Robert Delford Brown, a painter, sculptor, performance artist and avant-garde philosopher whose exuberantly provocative works challenged orthodoxies of both the art world and the world at large, usually with a big wink, was found dead on March 24 in the Cape Fear River in Wilmington, N.C.
The death has been ruled accidental, Deputy Sheriff Charles Smith of the New Hanover County Sheriff’s office in North Carolina said. The cause appeared to be drowning. Mr. Brown was last seen on March 20, said his stepdaughter, Carol Cone. Mr. Brown, who had had hip surgery and walked with a cane, was known to have been scouting locations for an art project in the river involving a number of rafts, and he is thought to have fallen in.
++++
Copy word for word the part of the article about Robert Delford Brown's death between "Robert Delford Brown, a" and "in Wilmington, N.C.", inclusive.
++++
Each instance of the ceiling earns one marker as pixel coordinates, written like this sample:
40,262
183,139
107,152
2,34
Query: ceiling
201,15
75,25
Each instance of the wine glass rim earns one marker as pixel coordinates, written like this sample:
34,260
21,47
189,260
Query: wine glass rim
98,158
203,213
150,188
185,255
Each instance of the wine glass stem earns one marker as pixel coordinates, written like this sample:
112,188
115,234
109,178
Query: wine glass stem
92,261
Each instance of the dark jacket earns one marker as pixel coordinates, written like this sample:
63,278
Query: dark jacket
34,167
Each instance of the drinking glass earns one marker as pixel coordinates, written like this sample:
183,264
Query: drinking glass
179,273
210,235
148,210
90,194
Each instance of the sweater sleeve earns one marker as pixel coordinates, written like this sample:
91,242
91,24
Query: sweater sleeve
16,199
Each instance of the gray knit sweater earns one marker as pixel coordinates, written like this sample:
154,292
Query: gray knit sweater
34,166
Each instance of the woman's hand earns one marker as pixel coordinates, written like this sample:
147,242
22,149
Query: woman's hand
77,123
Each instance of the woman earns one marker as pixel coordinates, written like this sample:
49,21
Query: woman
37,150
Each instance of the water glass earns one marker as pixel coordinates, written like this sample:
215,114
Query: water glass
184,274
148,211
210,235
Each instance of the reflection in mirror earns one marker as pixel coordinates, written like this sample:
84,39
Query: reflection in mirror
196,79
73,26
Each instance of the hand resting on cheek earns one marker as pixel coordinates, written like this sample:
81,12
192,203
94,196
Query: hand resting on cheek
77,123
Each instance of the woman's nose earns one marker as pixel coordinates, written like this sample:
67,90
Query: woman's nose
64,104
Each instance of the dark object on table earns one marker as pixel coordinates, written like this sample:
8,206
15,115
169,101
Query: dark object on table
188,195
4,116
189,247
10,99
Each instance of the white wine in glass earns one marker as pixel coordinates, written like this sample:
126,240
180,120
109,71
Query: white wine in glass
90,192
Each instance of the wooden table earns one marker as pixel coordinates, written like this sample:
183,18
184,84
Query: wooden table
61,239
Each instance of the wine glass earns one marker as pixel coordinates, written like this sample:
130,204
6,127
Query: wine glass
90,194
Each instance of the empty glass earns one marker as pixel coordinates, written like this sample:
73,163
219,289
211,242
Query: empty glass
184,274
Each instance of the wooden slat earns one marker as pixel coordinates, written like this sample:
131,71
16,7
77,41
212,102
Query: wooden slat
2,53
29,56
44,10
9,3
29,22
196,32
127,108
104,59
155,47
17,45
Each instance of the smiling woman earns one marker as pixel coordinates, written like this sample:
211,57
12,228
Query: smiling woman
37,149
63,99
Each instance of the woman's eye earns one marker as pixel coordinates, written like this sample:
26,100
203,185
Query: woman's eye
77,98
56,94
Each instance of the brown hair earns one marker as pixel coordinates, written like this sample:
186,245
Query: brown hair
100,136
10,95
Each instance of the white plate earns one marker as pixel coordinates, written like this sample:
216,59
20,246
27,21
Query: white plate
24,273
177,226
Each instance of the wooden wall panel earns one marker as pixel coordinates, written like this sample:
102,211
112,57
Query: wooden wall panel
++++
_SOLUTION TO THIS EXERCISE_
Robert Delford Brown, a painter, sculptor, performance artist and avant-garde philosopher whose exuberantly provocative works challenged orthodoxies of both the art world and the world at large, usually with a big wink, was found dead on March 24 in the Cape Fear River in Wilmington, N.C.